Task brief: List every line below that contains the word "sole", copying each one in full.

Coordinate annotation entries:

_ _ _

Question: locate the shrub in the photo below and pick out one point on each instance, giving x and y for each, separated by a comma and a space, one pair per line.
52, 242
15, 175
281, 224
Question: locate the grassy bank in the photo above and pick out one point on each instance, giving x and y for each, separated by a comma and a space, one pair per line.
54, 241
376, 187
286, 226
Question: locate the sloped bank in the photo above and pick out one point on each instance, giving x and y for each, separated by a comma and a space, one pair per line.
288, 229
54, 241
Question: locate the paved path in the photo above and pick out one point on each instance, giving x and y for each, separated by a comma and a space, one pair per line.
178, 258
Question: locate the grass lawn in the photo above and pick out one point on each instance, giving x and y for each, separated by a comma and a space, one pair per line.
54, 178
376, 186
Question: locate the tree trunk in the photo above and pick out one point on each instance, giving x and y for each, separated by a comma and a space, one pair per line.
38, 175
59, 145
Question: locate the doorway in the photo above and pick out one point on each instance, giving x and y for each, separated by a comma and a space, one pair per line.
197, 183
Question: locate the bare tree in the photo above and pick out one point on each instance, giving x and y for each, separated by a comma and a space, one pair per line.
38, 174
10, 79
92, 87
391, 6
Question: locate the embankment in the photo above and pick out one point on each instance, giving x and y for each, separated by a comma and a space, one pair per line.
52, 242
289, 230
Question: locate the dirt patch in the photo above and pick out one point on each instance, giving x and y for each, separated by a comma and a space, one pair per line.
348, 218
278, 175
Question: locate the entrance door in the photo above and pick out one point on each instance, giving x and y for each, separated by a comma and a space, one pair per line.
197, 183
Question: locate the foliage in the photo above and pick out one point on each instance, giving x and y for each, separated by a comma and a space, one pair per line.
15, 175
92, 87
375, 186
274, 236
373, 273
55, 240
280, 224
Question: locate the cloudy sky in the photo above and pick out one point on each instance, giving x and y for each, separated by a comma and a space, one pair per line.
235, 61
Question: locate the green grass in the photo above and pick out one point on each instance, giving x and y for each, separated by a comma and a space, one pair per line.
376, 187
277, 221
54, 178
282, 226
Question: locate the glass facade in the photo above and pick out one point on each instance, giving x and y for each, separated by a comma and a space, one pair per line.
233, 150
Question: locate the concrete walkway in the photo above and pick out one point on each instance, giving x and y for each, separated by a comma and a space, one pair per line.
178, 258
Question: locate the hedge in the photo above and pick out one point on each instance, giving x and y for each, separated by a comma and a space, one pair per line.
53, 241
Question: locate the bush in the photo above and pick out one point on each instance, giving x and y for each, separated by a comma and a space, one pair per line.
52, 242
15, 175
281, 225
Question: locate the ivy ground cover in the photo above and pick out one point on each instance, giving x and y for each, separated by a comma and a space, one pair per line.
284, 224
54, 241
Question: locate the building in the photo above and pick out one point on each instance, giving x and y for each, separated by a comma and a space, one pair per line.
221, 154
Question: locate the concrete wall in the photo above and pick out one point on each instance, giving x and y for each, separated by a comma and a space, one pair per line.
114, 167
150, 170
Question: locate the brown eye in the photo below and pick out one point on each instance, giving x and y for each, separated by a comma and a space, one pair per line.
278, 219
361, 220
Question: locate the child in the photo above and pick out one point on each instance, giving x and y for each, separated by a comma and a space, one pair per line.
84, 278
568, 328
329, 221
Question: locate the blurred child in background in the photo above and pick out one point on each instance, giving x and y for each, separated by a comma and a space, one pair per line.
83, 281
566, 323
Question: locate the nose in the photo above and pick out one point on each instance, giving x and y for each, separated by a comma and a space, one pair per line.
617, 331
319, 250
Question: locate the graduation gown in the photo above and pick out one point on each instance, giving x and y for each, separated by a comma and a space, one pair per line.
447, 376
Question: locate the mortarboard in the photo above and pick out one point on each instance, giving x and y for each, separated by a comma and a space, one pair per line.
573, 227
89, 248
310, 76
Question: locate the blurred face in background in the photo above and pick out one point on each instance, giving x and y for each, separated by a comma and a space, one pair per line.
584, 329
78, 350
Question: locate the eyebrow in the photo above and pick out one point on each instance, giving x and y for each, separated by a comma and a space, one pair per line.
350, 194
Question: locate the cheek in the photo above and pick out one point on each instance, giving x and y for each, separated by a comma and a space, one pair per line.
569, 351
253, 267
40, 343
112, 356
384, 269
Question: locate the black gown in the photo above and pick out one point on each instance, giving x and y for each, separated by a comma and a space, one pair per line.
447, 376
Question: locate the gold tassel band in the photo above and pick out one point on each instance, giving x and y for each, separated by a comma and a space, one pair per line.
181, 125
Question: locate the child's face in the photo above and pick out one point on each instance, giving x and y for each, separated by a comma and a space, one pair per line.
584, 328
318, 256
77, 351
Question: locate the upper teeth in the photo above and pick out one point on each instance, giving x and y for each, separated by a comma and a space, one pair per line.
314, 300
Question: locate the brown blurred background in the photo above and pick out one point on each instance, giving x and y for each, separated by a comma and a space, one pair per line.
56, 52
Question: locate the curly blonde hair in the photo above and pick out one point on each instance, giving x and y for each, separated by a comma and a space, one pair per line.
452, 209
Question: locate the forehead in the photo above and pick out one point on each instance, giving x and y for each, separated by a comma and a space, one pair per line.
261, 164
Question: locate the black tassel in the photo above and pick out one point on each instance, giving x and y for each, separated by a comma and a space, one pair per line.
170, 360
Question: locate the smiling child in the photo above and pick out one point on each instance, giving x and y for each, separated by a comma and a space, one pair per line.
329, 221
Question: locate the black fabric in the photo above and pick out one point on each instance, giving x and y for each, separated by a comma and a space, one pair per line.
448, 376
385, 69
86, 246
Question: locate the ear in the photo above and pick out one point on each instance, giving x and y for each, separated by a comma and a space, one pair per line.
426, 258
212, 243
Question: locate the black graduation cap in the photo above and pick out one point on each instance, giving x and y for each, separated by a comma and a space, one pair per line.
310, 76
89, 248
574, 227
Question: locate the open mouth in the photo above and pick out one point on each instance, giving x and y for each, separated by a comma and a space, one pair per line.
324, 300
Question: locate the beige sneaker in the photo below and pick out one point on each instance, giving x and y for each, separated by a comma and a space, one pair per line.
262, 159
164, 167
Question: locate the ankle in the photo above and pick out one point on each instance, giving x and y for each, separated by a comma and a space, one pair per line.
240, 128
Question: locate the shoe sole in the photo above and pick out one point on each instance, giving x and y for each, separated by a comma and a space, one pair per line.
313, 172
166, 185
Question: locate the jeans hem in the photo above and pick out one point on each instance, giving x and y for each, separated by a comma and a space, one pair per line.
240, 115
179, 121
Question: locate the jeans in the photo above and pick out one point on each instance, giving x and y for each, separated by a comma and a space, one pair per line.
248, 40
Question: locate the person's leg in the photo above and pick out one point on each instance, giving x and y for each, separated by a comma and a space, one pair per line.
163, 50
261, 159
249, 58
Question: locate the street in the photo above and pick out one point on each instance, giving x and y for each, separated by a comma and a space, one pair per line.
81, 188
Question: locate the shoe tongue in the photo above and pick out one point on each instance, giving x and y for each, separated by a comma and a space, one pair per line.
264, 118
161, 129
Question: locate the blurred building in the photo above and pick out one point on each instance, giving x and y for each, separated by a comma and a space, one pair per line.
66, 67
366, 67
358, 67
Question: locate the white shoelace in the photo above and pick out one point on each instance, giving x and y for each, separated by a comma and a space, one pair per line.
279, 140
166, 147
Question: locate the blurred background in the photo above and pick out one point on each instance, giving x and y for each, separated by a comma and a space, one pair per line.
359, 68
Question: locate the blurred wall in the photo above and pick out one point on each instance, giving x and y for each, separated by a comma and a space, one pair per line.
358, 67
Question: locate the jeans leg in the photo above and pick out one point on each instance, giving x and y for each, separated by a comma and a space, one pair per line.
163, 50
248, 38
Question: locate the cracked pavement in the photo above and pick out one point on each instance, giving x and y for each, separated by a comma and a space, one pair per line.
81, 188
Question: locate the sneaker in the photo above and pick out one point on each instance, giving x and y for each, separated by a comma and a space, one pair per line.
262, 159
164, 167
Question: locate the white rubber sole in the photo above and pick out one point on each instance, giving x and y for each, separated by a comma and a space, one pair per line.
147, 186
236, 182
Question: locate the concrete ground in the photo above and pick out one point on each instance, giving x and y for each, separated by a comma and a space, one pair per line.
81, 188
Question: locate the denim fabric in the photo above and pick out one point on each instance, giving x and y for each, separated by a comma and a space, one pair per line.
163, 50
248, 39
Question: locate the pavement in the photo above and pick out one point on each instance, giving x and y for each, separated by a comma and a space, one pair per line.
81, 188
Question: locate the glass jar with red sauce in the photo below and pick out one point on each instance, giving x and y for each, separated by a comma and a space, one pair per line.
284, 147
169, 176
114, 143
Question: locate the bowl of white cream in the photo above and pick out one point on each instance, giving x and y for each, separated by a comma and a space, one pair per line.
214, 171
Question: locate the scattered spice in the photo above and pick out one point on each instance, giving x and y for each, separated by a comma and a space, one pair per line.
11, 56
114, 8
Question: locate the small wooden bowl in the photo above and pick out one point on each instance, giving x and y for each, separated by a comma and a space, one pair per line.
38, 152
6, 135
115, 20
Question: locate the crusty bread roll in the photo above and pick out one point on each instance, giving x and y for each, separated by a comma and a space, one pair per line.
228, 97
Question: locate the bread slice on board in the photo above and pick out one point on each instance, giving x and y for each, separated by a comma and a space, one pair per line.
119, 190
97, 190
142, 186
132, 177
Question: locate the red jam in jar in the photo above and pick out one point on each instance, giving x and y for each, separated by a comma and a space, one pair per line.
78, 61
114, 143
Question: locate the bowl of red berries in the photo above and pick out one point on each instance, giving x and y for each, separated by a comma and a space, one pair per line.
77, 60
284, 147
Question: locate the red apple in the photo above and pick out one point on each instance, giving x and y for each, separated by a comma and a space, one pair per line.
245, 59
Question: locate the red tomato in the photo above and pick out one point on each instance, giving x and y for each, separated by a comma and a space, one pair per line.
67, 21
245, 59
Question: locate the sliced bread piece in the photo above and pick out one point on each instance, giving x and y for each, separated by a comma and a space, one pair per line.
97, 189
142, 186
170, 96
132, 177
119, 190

_ _ _

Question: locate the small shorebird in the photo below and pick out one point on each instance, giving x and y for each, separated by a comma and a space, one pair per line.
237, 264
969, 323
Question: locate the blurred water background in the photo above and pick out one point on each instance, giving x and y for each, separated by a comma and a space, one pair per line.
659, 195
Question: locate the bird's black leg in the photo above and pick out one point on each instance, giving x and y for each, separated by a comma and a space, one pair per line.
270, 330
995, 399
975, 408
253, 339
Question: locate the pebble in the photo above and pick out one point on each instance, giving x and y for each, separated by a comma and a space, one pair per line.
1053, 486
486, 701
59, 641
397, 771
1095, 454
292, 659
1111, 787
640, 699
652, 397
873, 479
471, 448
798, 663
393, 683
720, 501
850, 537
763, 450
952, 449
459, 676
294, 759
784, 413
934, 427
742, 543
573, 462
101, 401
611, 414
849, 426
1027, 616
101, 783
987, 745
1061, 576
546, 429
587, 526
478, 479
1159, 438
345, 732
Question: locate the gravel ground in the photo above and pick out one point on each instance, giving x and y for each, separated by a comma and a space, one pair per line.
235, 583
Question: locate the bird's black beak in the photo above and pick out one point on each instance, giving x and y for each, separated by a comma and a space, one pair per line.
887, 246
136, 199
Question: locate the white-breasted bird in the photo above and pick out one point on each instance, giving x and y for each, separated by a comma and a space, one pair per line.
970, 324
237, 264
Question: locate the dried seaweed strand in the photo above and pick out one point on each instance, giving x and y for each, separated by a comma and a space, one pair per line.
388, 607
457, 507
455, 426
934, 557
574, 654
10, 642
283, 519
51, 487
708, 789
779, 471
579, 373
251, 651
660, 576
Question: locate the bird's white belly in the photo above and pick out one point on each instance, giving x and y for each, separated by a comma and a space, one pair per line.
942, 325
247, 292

_ _ _

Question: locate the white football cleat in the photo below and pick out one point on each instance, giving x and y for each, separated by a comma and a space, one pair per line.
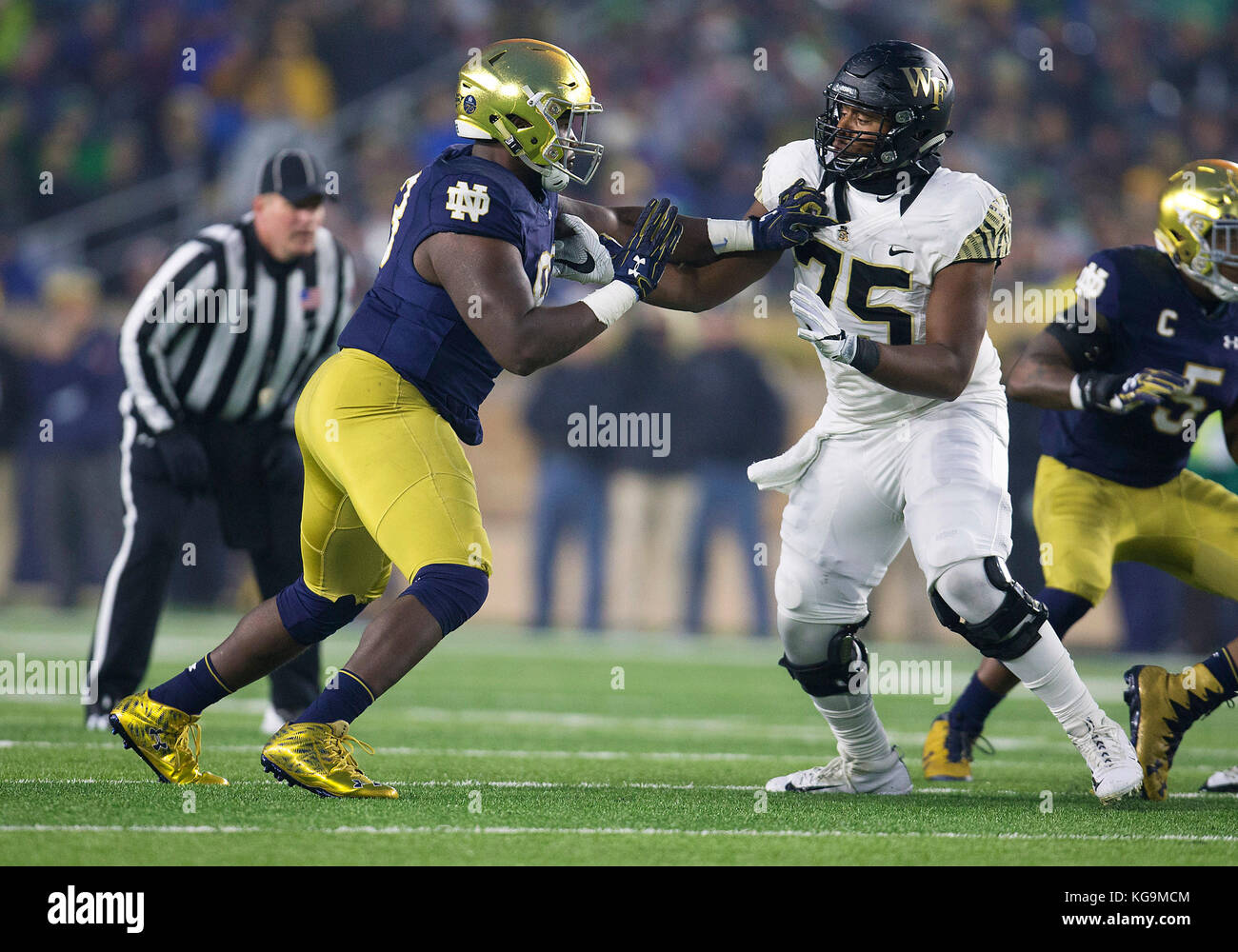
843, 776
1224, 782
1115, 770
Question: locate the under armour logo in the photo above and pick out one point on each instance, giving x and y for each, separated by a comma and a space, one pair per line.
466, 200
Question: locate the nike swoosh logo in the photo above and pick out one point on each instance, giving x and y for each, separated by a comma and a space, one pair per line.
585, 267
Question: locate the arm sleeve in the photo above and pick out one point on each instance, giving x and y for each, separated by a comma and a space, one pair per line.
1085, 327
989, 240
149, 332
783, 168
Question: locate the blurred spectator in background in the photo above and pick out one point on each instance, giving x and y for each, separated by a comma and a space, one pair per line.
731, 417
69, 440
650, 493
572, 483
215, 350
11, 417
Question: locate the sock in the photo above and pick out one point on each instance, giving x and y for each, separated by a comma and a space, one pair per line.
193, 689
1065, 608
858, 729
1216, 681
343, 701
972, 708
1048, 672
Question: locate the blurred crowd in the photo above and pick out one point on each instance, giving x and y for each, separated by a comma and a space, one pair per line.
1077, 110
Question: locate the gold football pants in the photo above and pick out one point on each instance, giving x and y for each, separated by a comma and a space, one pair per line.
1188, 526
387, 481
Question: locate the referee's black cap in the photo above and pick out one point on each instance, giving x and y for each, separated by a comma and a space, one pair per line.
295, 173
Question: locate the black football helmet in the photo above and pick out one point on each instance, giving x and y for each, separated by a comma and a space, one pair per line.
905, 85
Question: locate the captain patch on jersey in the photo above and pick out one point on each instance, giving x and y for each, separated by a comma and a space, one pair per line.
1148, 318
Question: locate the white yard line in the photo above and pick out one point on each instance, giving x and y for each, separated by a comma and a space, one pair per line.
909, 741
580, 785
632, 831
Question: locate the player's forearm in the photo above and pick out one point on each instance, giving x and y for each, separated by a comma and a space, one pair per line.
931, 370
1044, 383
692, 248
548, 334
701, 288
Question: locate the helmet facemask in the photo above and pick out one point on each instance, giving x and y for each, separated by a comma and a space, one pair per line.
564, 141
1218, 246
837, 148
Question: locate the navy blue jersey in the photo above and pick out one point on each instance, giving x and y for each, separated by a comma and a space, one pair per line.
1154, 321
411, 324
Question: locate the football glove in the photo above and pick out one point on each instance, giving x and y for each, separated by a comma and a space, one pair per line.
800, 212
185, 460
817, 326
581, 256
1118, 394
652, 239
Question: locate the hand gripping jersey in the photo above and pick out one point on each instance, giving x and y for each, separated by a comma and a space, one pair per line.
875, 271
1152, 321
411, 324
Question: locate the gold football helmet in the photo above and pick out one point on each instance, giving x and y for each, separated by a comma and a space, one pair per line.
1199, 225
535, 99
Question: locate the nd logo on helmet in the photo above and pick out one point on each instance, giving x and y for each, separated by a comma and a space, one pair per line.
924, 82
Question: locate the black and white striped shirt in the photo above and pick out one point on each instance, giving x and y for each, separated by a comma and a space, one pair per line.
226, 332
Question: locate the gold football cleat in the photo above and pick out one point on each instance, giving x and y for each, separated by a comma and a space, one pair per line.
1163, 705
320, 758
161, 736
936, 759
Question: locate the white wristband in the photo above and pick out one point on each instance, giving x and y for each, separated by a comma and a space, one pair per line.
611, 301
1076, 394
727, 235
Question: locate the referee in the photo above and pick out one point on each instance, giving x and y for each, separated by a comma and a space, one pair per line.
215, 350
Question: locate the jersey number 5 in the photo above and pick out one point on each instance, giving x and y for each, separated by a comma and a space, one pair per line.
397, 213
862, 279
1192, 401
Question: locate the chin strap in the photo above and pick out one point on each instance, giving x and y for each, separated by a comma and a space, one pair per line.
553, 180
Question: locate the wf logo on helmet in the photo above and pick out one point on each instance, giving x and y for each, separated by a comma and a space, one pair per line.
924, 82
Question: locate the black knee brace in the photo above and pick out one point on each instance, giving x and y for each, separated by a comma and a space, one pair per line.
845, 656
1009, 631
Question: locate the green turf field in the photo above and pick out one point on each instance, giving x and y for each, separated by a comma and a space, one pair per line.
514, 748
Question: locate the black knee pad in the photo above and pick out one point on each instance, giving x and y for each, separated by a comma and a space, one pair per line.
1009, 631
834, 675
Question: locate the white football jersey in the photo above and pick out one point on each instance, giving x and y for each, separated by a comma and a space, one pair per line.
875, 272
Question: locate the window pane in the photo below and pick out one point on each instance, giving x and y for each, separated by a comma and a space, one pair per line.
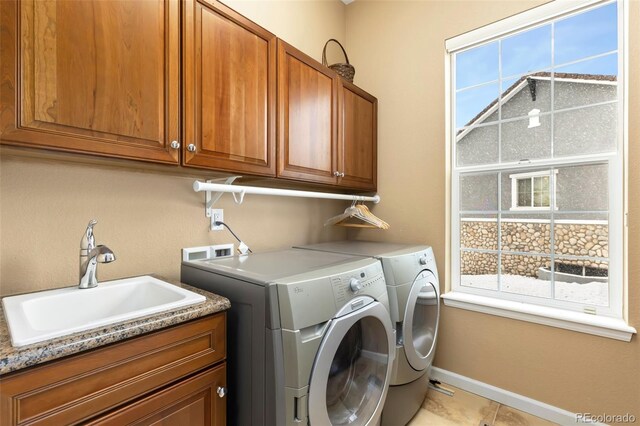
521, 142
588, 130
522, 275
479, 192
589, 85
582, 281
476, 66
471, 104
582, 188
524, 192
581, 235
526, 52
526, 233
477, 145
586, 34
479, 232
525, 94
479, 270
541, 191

_ _ _

Solution to this exercise:
Question: locate the shoe sole in the photo above and pick out one point on each instance, giving x and y for each, separated by a comma and a space, one pair per line.
Question: locate the white rubber sole in the photo above and pick out one point on each instance, giving x and y for each, separated by a comma and a space, one pair per line.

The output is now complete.